• **The task**:
Show each line of the items below that contains the word "officer", copying every such line in full. Letter case matters.

--- start of Working data ---

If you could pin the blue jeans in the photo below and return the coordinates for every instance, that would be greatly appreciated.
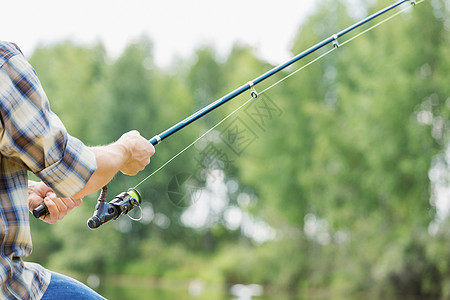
(63, 287)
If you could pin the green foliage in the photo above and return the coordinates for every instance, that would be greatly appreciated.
(344, 174)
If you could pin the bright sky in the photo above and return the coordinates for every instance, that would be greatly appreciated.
(177, 27)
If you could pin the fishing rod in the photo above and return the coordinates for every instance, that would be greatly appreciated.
(126, 201)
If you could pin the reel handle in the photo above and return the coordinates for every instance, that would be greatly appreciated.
(40, 211)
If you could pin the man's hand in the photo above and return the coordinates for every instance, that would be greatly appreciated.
(139, 151)
(129, 154)
(58, 208)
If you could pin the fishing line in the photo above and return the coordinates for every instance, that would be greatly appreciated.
(273, 85)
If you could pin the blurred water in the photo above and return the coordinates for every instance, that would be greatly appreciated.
(134, 292)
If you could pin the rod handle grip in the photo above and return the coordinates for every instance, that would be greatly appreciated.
(40, 211)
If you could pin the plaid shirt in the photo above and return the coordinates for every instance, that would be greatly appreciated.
(32, 138)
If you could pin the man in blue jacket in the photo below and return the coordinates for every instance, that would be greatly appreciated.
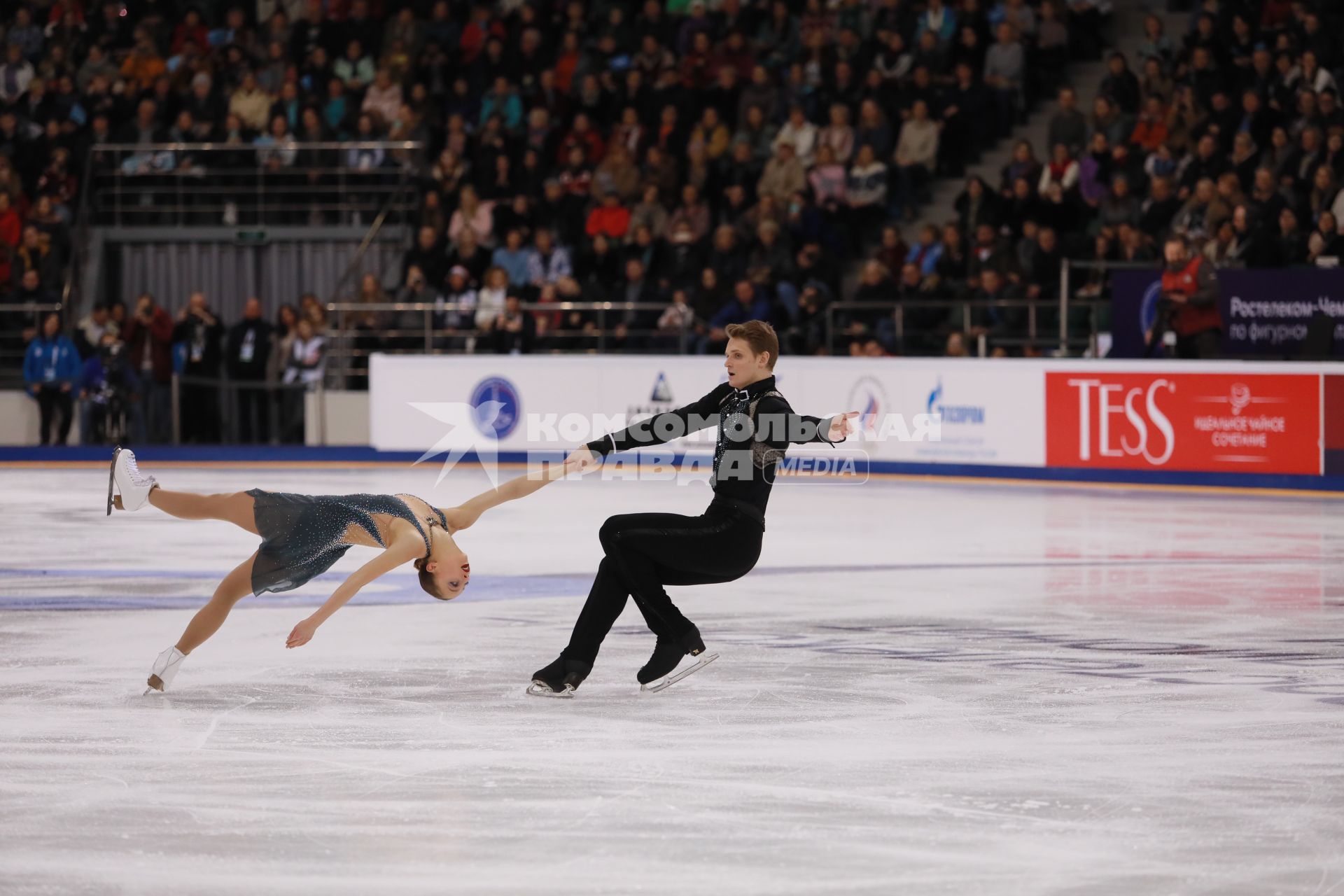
(50, 370)
(748, 304)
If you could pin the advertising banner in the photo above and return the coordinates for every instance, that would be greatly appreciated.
(1265, 312)
(1332, 396)
(517, 403)
(1174, 421)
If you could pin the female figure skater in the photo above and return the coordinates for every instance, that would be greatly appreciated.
(304, 535)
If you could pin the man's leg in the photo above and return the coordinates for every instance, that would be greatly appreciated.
(604, 605)
(645, 551)
(66, 405)
(46, 406)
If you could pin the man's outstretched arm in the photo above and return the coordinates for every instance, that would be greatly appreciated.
(778, 425)
(663, 428)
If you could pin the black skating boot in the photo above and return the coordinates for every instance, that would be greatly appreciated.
(561, 679)
(667, 656)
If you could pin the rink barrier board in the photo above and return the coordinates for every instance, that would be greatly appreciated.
(302, 458)
(1240, 418)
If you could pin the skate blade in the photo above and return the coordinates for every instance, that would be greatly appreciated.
(112, 477)
(676, 676)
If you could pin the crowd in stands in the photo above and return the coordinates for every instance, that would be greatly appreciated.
(116, 370)
(718, 162)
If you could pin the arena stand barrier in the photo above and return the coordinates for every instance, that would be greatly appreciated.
(1221, 424)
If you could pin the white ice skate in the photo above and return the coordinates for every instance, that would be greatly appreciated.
(667, 681)
(132, 485)
(166, 666)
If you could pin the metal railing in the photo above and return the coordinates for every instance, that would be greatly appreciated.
(175, 184)
(359, 330)
(1022, 323)
(244, 412)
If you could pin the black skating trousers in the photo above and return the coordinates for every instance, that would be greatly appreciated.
(648, 551)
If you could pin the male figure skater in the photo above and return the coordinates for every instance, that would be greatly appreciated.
(647, 551)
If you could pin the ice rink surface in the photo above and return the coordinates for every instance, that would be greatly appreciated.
(924, 688)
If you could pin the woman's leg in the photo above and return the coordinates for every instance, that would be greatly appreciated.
(230, 507)
(235, 586)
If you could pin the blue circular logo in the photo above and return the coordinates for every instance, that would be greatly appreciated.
(496, 409)
(1148, 308)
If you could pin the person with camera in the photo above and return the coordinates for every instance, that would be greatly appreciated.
(1189, 304)
(50, 372)
(246, 355)
(202, 333)
(148, 337)
(109, 406)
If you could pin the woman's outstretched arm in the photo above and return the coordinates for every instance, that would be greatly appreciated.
(463, 516)
(393, 556)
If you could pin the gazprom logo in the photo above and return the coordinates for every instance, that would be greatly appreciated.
(496, 407)
(958, 414)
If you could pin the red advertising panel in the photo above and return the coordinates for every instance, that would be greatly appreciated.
(1334, 410)
(1208, 422)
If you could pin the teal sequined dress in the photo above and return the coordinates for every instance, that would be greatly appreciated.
(302, 535)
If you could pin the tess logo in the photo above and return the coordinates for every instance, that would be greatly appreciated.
(1140, 410)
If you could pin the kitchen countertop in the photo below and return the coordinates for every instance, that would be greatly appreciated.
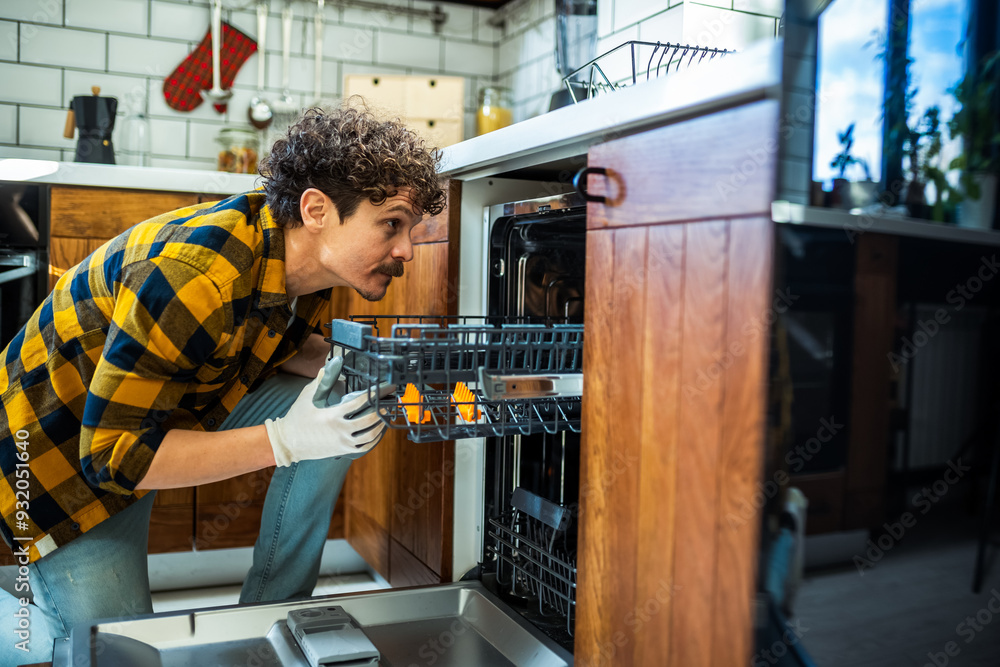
(121, 176)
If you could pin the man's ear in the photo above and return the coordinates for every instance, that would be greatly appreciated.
(317, 210)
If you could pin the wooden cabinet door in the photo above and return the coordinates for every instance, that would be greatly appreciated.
(679, 270)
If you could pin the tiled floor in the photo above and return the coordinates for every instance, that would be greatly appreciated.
(912, 605)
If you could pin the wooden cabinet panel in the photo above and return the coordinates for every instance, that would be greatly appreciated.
(103, 213)
(171, 529)
(367, 536)
(705, 168)
(662, 341)
(703, 329)
(874, 323)
(740, 459)
(673, 430)
(407, 569)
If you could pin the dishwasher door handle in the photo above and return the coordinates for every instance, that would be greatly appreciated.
(499, 387)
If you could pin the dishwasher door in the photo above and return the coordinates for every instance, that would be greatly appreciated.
(454, 625)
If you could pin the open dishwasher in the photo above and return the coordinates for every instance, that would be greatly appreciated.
(512, 378)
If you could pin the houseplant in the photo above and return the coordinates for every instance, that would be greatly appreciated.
(922, 147)
(975, 123)
(848, 194)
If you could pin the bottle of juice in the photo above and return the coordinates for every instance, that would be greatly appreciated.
(494, 110)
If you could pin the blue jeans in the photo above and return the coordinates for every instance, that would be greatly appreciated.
(104, 574)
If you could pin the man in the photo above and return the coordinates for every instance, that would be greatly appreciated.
(152, 365)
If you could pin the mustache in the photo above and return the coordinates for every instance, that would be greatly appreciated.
(394, 269)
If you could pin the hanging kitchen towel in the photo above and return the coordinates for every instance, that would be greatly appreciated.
(182, 88)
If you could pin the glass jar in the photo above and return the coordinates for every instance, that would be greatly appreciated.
(134, 148)
(494, 110)
(238, 153)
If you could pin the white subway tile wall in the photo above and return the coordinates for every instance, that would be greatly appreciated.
(51, 50)
(8, 40)
(8, 123)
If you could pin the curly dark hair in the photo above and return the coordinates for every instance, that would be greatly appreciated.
(350, 155)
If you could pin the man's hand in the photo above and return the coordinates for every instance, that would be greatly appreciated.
(316, 427)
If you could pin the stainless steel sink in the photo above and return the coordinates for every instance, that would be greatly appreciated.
(460, 624)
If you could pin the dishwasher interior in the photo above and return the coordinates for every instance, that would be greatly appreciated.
(537, 260)
(513, 377)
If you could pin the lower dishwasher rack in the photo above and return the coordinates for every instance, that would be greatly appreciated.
(465, 377)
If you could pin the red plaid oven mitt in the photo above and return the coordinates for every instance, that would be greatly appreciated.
(182, 88)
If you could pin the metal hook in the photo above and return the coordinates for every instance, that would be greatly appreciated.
(580, 183)
(650, 63)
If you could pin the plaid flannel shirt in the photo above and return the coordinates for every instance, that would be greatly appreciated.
(166, 326)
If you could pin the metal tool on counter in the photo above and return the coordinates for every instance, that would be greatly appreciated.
(94, 117)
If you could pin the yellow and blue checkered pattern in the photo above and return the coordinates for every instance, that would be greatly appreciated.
(166, 326)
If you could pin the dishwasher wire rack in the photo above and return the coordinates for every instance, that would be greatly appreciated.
(533, 562)
(609, 71)
(427, 358)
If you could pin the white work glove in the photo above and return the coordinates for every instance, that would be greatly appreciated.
(322, 424)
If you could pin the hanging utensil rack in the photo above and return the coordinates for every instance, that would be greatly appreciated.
(663, 58)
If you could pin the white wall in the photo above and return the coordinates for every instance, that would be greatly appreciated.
(51, 50)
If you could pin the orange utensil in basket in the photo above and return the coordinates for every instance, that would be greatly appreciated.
(464, 400)
(412, 401)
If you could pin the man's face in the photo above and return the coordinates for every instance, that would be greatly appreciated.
(368, 250)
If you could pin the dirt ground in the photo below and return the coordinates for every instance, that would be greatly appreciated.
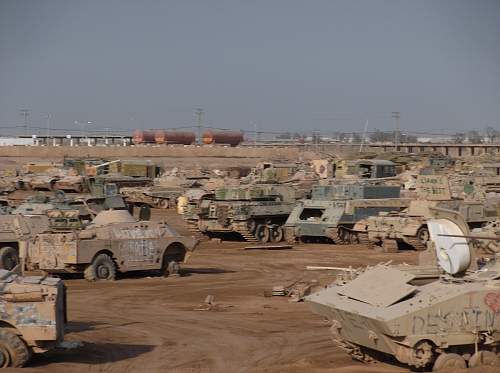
(146, 323)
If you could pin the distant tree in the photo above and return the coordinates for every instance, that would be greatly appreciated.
(474, 137)
(356, 138)
(459, 137)
(492, 134)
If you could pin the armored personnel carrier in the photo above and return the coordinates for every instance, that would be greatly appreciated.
(155, 196)
(333, 210)
(443, 315)
(33, 316)
(113, 242)
(256, 212)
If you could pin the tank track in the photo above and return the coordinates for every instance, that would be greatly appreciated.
(242, 229)
(416, 243)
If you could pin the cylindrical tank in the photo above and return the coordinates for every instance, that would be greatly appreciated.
(143, 137)
(174, 137)
(232, 138)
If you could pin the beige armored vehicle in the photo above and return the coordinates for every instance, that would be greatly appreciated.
(33, 316)
(443, 315)
(392, 230)
(113, 242)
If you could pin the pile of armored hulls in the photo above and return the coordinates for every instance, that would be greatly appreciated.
(92, 217)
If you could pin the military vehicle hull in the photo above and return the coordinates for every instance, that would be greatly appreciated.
(335, 220)
(99, 252)
(152, 196)
(33, 316)
(413, 326)
(255, 222)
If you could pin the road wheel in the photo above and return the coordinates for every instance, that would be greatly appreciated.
(163, 203)
(170, 267)
(449, 361)
(484, 358)
(262, 233)
(423, 236)
(8, 258)
(277, 234)
(13, 351)
(102, 268)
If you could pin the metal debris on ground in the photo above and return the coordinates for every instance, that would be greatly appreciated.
(269, 247)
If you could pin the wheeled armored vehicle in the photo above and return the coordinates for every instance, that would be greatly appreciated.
(33, 316)
(113, 242)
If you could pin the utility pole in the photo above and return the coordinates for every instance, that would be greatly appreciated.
(26, 113)
(199, 113)
(396, 115)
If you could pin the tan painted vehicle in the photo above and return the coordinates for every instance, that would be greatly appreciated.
(113, 242)
(439, 315)
(33, 316)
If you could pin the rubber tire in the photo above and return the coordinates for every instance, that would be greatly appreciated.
(277, 234)
(419, 233)
(447, 361)
(91, 274)
(170, 267)
(484, 358)
(19, 353)
(8, 254)
(262, 233)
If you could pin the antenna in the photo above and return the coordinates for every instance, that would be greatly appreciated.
(364, 136)
(199, 113)
(26, 113)
(396, 115)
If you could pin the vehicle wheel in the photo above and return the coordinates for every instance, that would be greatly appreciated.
(170, 267)
(484, 358)
(9, 258)
(423, 236)
(102, 268)
(13, 351)
(277, 234)
(262, 233)
(251, 225)
(353, 238)
(449, 361)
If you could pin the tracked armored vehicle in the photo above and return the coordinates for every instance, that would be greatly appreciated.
(256, 212)
(33, 316)
(155, 196)
(443, 315)
(333, 210)
(113, 242)
(410, 225)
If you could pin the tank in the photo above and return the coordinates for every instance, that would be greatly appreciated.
(154, 196)
(143, 137)
(408, 228)
(113, 242)
(333, 210)
(440, 314)
(33, 316)
(232, 138)
(255, 212)
(174, 137)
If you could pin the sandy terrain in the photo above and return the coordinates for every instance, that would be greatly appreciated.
(145, 323)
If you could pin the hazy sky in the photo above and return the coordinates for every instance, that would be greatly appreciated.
(269, 64)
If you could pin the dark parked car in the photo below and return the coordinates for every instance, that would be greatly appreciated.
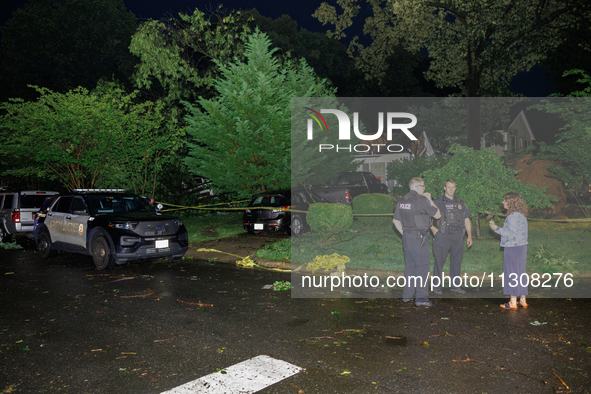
(18, 210)
(344, 187)
(110, 225)
(267, 219)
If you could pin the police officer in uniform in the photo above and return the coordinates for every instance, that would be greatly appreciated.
(412, 219)
(449, 236)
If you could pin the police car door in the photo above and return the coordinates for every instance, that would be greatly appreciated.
(55, 220)
(75, 223)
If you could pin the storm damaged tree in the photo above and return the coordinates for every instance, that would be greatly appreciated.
(241, 140)
(86, 139)
(484, 181)
(475, 46)
(571, 149)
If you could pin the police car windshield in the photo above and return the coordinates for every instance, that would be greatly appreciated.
(112, 203)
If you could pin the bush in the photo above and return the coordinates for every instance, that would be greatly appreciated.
(374, 204)
(329, 220)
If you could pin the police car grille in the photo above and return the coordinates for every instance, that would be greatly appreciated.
(156, 228)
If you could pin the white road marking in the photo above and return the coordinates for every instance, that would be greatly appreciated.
(246, 377)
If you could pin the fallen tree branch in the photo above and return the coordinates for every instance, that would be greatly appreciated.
(194, 303)
(499, 368)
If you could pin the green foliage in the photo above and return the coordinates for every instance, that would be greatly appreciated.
(87, 140)
(544, 261)
(276, 250)
(374, 203)
(475, 46)
(180, 55)
(242, 138)
(483, 180)
(478, 46)
(328, 219)
(281, 285)
(329, 262)
(329, 59)
(572, 146)
(10, 245)
(403, 171)
(65, 44)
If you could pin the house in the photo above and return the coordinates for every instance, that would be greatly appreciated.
(518, 136)
(377, 162)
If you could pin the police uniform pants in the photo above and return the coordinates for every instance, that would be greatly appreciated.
(454, 245)
(416, 267)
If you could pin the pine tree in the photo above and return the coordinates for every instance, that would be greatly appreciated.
(241, 140)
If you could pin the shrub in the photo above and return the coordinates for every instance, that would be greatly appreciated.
(374, 204)
(329, 220)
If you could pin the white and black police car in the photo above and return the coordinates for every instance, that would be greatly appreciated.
(110, 225)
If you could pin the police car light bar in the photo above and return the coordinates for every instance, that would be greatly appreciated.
(100, 190)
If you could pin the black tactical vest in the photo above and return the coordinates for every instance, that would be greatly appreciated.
(452, 214)
(410, 218)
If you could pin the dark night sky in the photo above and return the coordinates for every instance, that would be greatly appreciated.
(532, 84)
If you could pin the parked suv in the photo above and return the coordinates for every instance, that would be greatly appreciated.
(260, 219)
(17, 212)
(110, 225)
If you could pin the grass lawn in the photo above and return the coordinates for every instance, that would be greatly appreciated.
(553, 247)
(208, 225)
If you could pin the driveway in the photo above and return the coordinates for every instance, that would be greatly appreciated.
(148, 327)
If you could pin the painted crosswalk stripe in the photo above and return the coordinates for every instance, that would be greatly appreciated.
(246, 377)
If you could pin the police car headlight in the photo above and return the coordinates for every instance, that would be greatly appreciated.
(124, 226)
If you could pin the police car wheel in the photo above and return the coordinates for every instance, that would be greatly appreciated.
(297, 226)
(44, 246)
(4, 236)
(101, 253)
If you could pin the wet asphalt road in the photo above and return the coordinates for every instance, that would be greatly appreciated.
(147, 327)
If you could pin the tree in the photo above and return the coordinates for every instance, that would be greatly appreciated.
(329, 59)
(475, 45)
(572, 145)
(177, 57)
(483, 180)
(242, 139)
(86, 140)
(66, 44)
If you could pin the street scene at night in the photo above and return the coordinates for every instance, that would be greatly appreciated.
(347, 196)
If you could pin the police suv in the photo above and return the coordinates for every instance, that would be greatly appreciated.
(110, 225)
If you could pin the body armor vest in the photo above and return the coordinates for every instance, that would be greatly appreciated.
(410, 218)
(452, 216)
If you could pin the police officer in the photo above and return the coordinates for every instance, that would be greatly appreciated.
(412, 219)
(449, 236)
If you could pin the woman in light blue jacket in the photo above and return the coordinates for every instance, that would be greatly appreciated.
(514, 240)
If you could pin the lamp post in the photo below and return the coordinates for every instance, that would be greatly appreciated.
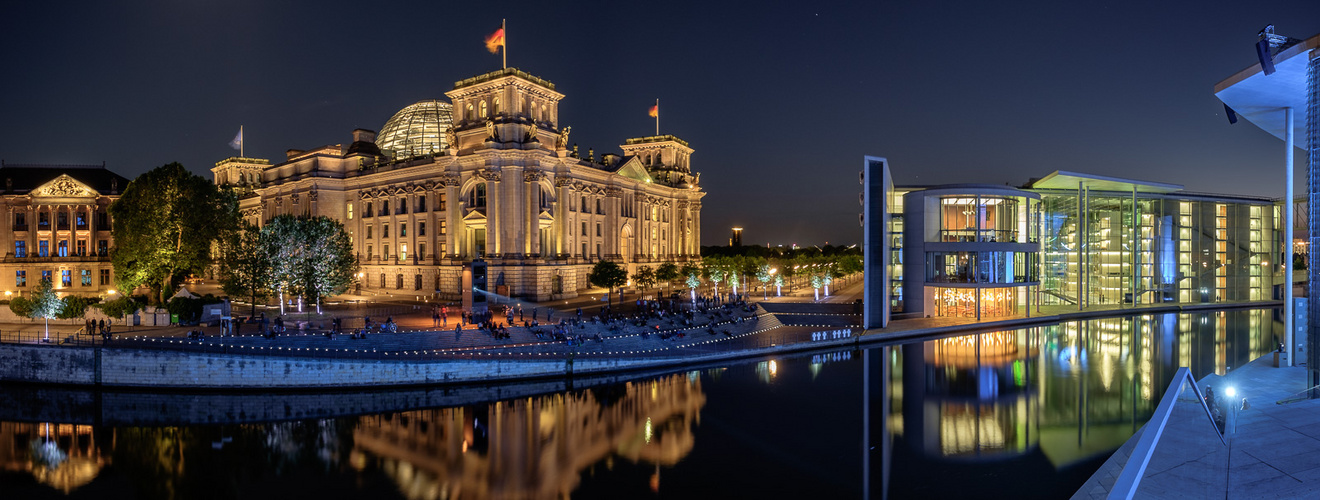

--- end of Working data ---

• **Exercise response**:
If you could pin the police officer in uniform in the photo above and return the coordinates for every instance, that would be greatly appreciated.
If you could pin the police officer in the photo above and return the coordinates for every instance, that would be greatly appreciated.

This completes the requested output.